------ Document passage

HOMING INSTINCTS

A Web site builder's home page can be his castle, explains Brian Whitaker

The Guardian, 2 July, 1998

SOMETIMES I visualise my Web site as a hospital patient constantly visited by students of anatomy. They don’t come to admire, but to prod, poke and dissect. One even sent me an e-mail pointing out that I have a file on my site called “home.htm” which is not the home page.

Behind this lies a story. In its brief history, Yemen Gateway has had several home pages but I haven’t renamed them, for fear that it would cause mayhem with my links.

One of the greatest dilemmas faced by any site-builder is deciding what to put on the home page. Some postpone the decision with a picture of a door or a message saying “click to enter”. A few carry this to extremes and end up like a medieval castle surrounded by moats, walls, drawbridges and turrets.

My favourite candidate for the most heavily fortified Web site ishttp://www.casanet.net.ma/users/icone/which promotes the joys of Essaouira, a seaside resort in Morocco. The first page is a picture of the world from space. Click on the French flag below it and, by a strange twist of logic, you’ll get a map of Africa (there’s a British flag, too, but that leads nowhere).

Clicking on Africa takes you to a third map. By now, your Pavlovian response is well trained and when the fourth map — the town of Essaouira — appears, you immediately click on it. But this site is cunning. Nothing happens. Instead, you have to scroll down the page to click on an arrow.

Next, there’s an introductory page with an arrow at the bottom which takes you to a picture with three lines of text in the sky. These turn out to be links to another page with four more options. By now, the user has downloaded seven pages and spent around two minutes getting to the real content — which, fortunately, is excellent.

Yemen Gateway’s first home page, at the development stage, was a simple list of contents linked to each section of the site. As the content expanded, this became unwieldy and I switched to frames, with a navigation panel on the left and a “home page” on the right.

At the time, I had no intention of carrying news on the site. But then a lot happened in Yemen. The prime minister went on strike, villages were swept away by floods, a British family was kidnapped, a BBC film crew was arrested, and last week 50 people were killed in riots. The temptation to include news became too great, and I changed my home page again to start with the news headlines.

Deciding to include news is a major, ongoing commitment. But there are simple ways to give almost any Web site topicality without much effort. For instance, Yemen Gateway has the following link:http://search.excite.com/search.gw?c=timely&sort=date&s=yemenWhen visitors click on this, a search engine trawls the Web sites of 300 news organisations and displays links to the relevant items. The search word can be almost anything: substituting "garbage" for "Yemen" produces more hot news about waste disposal than you ever imagined existed.

------------

Task prompt = Please retype the article on Web site home pages from "Yemen Gateway’s first" up to and including "on the right.". Nothing in the records is needed for the work on this article.

------ Supplied information

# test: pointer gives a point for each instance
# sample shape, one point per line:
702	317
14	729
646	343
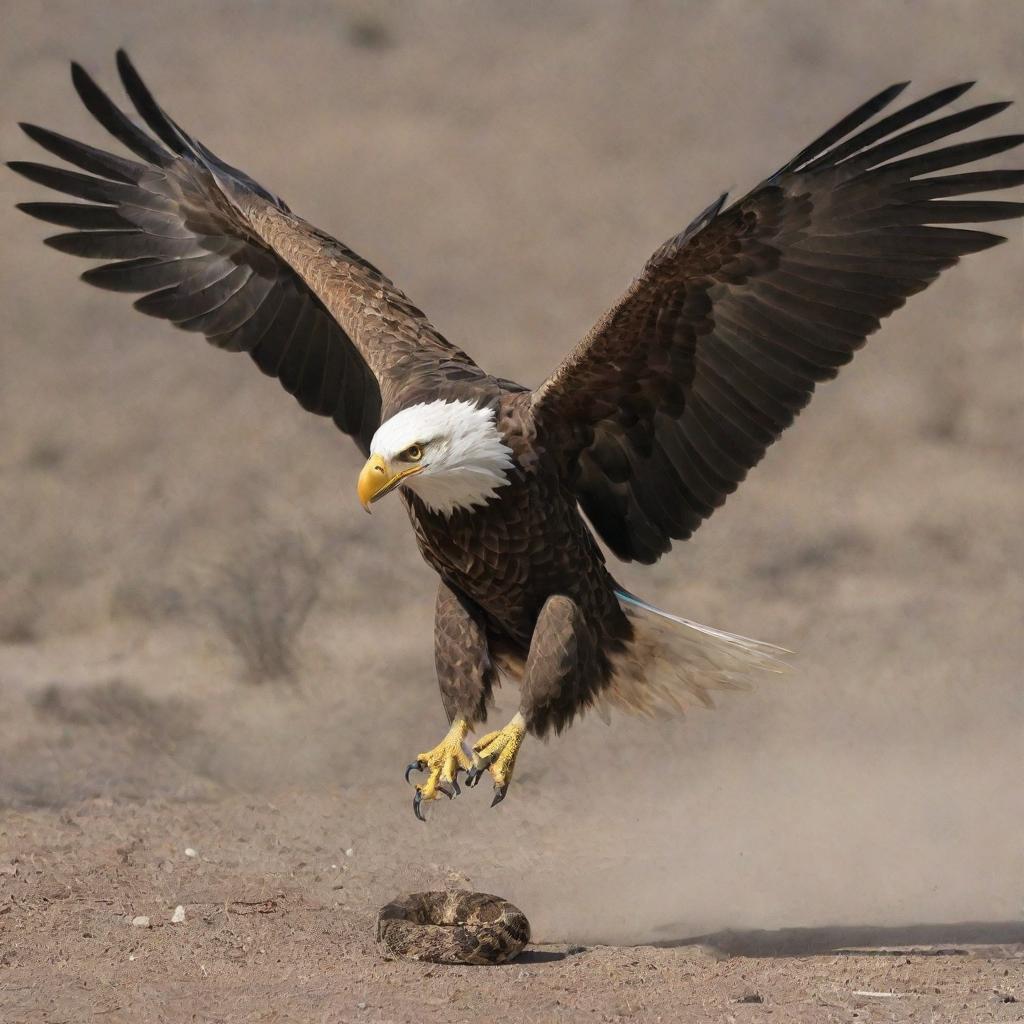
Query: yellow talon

------------
------ Supplied information

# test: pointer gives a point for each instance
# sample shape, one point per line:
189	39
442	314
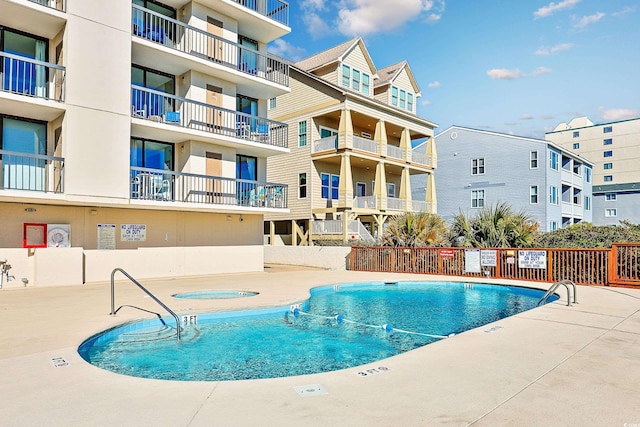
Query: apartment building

------------
------ Supplied information

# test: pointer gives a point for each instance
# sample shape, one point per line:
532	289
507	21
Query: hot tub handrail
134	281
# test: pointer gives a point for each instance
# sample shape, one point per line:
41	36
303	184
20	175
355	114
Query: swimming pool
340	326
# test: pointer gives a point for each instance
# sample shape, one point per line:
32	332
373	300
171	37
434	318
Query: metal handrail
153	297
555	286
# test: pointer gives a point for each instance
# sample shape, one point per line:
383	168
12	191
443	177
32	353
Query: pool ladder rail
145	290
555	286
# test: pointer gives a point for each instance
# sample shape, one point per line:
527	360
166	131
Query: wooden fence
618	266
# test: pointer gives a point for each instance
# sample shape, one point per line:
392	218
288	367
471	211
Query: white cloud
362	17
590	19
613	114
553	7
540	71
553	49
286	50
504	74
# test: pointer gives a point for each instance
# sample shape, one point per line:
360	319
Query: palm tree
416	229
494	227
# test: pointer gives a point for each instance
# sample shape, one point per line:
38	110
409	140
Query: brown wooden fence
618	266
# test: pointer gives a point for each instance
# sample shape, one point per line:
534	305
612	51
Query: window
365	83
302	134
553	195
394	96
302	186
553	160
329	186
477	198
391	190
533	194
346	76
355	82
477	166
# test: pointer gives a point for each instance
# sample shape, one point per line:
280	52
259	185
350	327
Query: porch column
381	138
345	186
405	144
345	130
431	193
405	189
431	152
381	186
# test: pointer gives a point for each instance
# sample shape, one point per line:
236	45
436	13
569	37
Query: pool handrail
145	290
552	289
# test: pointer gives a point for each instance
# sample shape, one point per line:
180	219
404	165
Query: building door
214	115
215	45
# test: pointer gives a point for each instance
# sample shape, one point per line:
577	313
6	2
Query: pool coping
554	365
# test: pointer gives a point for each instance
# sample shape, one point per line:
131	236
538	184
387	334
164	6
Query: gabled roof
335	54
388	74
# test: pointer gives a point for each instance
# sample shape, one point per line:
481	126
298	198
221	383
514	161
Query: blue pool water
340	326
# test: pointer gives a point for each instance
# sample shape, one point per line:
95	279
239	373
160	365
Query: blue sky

------------

Final answer =
Yemen Gateway’s first home page, at the development stage, was a simple list of contents linked to each section of the site. As the content expanded, this became unwieldy and I switched to frames, with a navigation panel on the left and a “home page” on the right.